# [TEXTO SELECCIONADO]
----------------------------------------
Con las nuevas medidas económicas, el Estado cierra el círculo del control sobre los ingresos y gastos de cada uno de sus ciudadanos.
Toda persona que trabaja o produce en el sector formal de la economía, en particular de la clase media, está sujeta a vigilancia: el Estado tiene acceso al detalle de salarios u honorarios, movimientos en cuentas bancarias, transferencias recibidas y realizadas.
Como se requieren facturas de las compras y nuestros pagos para descontar los gastos personales y pagar impuestos (prediales, a la renta, el IVA, el ICE, el ISD), todo pago, transacción, crédito que se obtiene u operación de contenido económico que se realiza se registra, se acumula, se guarda.
Las nuevas tecnologías de la información permiten procesar miles de datos con un solo clic. Una simple operación expondrá nuestra vida al Estado a cualquier funcionario público que en nombre de nuestras obligaciones tributarias, de la lucha contra el lavado de activos o la defensa de la seguridad pública, se sienta con el poder o la autorización para hurgar en cientos de aspectos de nuestra vida privada.
----------------------------------------
Reproduce completo y sin ningún cambio el texto acerca del control estatal de los ingresos y gastos de los ciudadanos.

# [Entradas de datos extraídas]
----------------------------------------
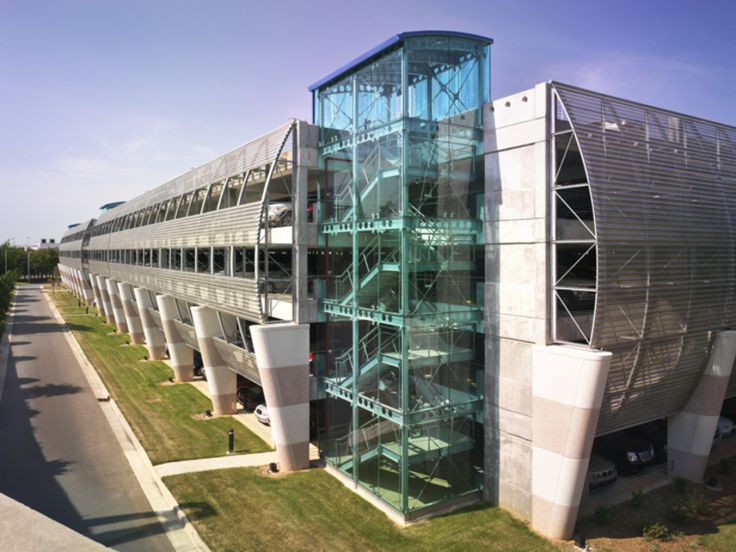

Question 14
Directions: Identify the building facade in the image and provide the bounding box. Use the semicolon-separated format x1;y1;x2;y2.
60;31;736;537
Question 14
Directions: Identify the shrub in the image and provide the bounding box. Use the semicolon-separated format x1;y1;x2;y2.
667;505;690;525
672;475;689;494
631;489;647;508
641;521;673;541
682;492;710;516
718;458;733;475
593;504;611;525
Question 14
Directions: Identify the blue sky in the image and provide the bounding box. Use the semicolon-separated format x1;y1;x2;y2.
0;0;736;243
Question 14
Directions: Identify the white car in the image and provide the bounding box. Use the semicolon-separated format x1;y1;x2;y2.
718;416;734;437
253;404;271;425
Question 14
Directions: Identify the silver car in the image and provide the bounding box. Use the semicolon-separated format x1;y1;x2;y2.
253;404;271;425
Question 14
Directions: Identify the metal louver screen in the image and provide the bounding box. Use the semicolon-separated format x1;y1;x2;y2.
97;121;294;224
552;83;736;434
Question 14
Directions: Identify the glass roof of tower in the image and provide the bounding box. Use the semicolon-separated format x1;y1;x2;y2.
309;31;493;92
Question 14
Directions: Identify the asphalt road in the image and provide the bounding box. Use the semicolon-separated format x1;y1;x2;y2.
0;286;172;552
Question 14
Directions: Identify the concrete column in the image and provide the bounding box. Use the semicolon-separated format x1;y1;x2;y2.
192;307;237;414
97;276;115;324
72;268;82;299
250;323;309;471
532;345;611;539
82;270;95;305
118;282;145;345
133;288;166;360
667;330;736;483
89;273;105;315
156;295;194;381
106;278;128;333
76;268;84;301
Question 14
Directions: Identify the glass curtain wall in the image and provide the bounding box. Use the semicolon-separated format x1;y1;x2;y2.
314;36;490;514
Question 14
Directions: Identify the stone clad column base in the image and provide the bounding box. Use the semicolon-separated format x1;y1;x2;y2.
146;341;166;360
168;342;194;382
531;345;611;539
192;307;237;414
210;393;235;416
532;496;578;535
667;330;736;483
173;364;194;382
250;323;309;471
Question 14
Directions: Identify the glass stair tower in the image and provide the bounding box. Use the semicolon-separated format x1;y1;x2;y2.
312;31;491;518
----------------------------------------
# [TU SOLUCIÓN]
Con las nuevas medidas económicas, el Estado cierra el círculo del control sobre los ingresos y gastos de cada uno de sus ciudadanos.
Toda persona que trabaja o produce en el sector formal de la economía, en particular de la clase media, está sujeta a vigilancia: el Estado tiene acceso al detalle de salarios u honorarios, movimientos en cuentas bancarias, transferencias recibidas y realizadas.
Como se requieren facturas de las compras y nuestros pagos para descontar los gastos personales y pagar impuestos (prediales, a la renta, el IVA, el ICE, el ISD), todo pago, transacción, crédito que se obtiene u operación de contenido económico que se realiza se registra, se acumula, se guarda.
Las nuevas tecnologías de la información permiten procesar miles de datos con un solo clic. Una simple operación expondrá nuestra vida al Estado a cualquier funcionario público que en nombre de nuestras obligaciones tributarias, de la lucha contra el lavado de activos o la defensa de la seguridad pública, se sienta con el poder o la autorización para hurgar en cientos de aspectos de nuestra vida privada.